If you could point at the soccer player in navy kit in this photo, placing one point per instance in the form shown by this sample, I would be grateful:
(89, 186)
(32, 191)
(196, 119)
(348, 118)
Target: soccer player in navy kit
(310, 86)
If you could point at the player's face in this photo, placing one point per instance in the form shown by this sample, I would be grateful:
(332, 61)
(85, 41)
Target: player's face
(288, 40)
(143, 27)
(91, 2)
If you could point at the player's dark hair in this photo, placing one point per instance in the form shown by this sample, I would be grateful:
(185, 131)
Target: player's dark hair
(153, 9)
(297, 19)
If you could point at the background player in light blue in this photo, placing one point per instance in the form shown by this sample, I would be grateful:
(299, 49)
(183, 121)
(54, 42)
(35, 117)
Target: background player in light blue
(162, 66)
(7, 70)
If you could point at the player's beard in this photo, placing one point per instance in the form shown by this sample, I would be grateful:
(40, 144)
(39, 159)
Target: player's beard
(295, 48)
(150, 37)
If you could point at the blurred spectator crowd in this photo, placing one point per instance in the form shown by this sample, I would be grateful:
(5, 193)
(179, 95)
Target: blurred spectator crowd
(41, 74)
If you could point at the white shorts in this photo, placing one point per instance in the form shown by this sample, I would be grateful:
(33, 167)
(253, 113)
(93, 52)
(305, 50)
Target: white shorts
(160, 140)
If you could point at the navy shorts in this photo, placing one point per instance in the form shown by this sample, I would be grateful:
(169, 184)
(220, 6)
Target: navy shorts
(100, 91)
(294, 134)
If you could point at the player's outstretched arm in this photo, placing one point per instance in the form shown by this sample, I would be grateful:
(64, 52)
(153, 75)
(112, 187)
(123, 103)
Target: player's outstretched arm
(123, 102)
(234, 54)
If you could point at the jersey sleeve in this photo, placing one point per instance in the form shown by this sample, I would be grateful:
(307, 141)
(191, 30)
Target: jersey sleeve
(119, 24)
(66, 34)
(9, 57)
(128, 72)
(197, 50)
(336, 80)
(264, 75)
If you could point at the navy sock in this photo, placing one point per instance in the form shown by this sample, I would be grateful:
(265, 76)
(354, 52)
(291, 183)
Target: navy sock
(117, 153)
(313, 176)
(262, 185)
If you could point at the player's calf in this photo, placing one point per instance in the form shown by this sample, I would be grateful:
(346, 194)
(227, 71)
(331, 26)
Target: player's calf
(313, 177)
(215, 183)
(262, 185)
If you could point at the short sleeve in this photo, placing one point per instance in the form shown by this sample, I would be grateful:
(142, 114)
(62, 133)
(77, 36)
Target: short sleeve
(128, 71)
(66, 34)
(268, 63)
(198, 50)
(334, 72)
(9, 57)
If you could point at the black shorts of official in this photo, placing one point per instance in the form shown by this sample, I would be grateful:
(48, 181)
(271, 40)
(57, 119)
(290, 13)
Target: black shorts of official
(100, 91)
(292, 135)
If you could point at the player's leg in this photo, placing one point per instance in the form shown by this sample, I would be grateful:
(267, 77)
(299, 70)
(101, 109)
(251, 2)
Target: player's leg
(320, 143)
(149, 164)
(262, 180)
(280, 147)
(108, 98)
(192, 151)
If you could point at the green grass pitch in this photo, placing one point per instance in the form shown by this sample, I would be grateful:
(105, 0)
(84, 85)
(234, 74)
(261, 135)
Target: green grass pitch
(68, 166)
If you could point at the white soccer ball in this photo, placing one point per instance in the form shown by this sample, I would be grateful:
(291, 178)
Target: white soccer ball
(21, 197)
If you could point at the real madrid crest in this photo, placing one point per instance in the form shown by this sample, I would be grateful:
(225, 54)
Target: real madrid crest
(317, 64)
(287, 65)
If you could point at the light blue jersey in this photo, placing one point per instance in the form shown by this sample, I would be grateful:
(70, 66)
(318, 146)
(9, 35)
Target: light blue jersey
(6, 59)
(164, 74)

----

:: Work to be completed ::
Reproduce all of the records above word for word, keeping every line in its original order.

:: Problem solution ::
If you could point at the soccer player in navy kit in this photo, placing one point per instance in the form shown by this sample, I would be grateful:
(89, 186)
(32, 191)
(196, 119)
(348, 118)
Target: soccer player in navy kit
(310, 86)
If you could point at the player's face in this photo, placing one point per instance in the form shown by this sample, I would be grateful:
(332, 61)
(85, 41)
Target: player's face
(288, 40)
(143, 27)
(91, 2)
If you could point at the player's dark hair in this photo, placing one point per instance in the form shown by this sample, I would be grateful:
(185, 131)
Target: player's dark hair
(153, 9)
(297, 19)
If you could point at the background player in light blue in this photo, placing one point per instance in the form shown by this sample, I would be grateful:
(299, 49)
(183, 121)
(54, 42)
(35, 117)
Target: background player in light blue
(162, 66)
(7, 70)
If you could point at the player's beard in this photo, placing one point per instance in the form shown by this sample, I would be grateful:
(40, 144)
(39, 159)
Target: player's beard
(295, 48)
(150, 37)
If you could point at the blurred spectator crowd in this photo, placing one point per instance in the form shown by this sample, I would be grateful:
(5, 193)
(179, 95)
Target: blurred spectator crowd
(41, 74)
If you could point at the white shorts in this photo, placing one point per instance in the form shown by this sample, I would be grateful:
(33, 167)
(253, 113)
(93, 52)
(305, 50)
Target: white shorts
(160, 140)
If you could point at the navy shorts in this photo, placing one point per instance in the form shown by this sample, I would be grateful:
(169, 184)
(220, 6)
Target: navy shorts
(100, 91)
(294, 134)
If you could point at the player's outstretched arm in this photo, placing one point per instance in the form shown by this sample, I would be grateful:
(64, 52)
(153, 75)
(112, 187)
(123, 103)
Target: player's outstretched arm
(123, 102)
(234, 54)
If you could point at the jersey sleeve in this photo, placing one point per instance in the form shown by this sample, I would be grateful:
(307, 141)
(191, 30)
Target: jersey sleeve
(119, 24)
(66, 34)
(9, 57)
(128, 72)
(197, 50)
(336, 80)
(264, 75)
If you could point at the navy sock in this photo, placing one point per instance in the form shown by this sample, I would be grateful:
(265, 76)
(354, 52)
(291, 183)
Target: navy sock
(117, 153)
(313, 176)
(262, 185)
If you could point at the player's calf in this photo, placing one point per instance in the form shown by this sample, I would be grateful:
(346, 194)
(227, 71)
(331, 26)
Target: player's calf
(313, 177)
(215, 183)
(262, 185)
If you could point at the short sleeve in this photo, placing one point per instance in the form shown by this sample, I would be grateful:
(142, 114)
(62, 133)
(77, 36)
Target: short sleeve
(128, 71)
(66, 34)
(268, 63)
(198, 50)
(334, 72)
(9, 57)
If you could point at the black shorts of official in this photo, placing one point per instance in the form shown by this sample, I would be grateful:
(48, 181)
(271, 40)
(57, 119)
(290, 13)
Target: black shorts of official
(100, 91)
(292, 135)
If you could point at the player's leg in this photo, placing one point per instance in the form shown by this sample, I would be grateful:
(267, 77)
(299, 70)
(101, 109)
(251, 2)
Target: player's leg
(320, 143)
(149, 164)
(262, 180)
(280, 147)
(108, 98)
(192, 151)
If you could point at the green grass pitch in this photo, placing one point per instance in the form shown by this sample, I would be grateful:
(105, 0)
(84, 85)
(234, 74)
(261, 135)
Target: green grass pitch
(68, 166)
If you could point at the white soccer ball in this photo, placing one point per instance in the form shown by this sample, I would be grateful:
(291, 178)
Target: white soccer ball
(21, 197)
If you could point at the real madrid crest in this photo, placing one point per instance in the form shown by this sample, I would be grateful:
(225, 54)
Target: real madrid crest
(317, 64)
(287, 65)
If you could point at the light blue jersey in this photo, placing one point per instance in the form shown by this sample, I would be grateful:
(70, 66)
(318, 146)
(9, 35)
Target: light blue jersey
(6, 59)
(164, 74)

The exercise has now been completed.